↓

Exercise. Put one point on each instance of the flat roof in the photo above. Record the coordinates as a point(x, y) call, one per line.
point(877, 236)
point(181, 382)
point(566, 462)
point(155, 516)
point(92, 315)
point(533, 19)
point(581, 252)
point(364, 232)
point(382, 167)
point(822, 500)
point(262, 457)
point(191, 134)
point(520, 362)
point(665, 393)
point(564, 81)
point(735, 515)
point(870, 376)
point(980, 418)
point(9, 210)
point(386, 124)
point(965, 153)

↑

--- Request ---
Rewrite every row above, including the request line, and multiply each x and y coordinate in the point calls by 1.4. Round each result to the nearest whole number, with halves rounded up.

--- Answer to the exercise ---
Exercise. Put one point on each instance of the flat roof in the photo above. Record the coordinates as a point(x, y) call, one per line.
point(1228, 330)
point(253, 535)
point(792, 647)
point(217, 722)
point(129, 441)
point(746, 27)
point(813, 353)
point(510, 325)
point(535, 234)
point(1151, 700)
point(367, 640)
point(267, 188)
point(728, 507)
point(931, 550)
point(790, 113)
point(1029, 721)
point(1218, 526)
point(1372, 585)
point(13, 294)
point(540, 174)
point(1351, 214)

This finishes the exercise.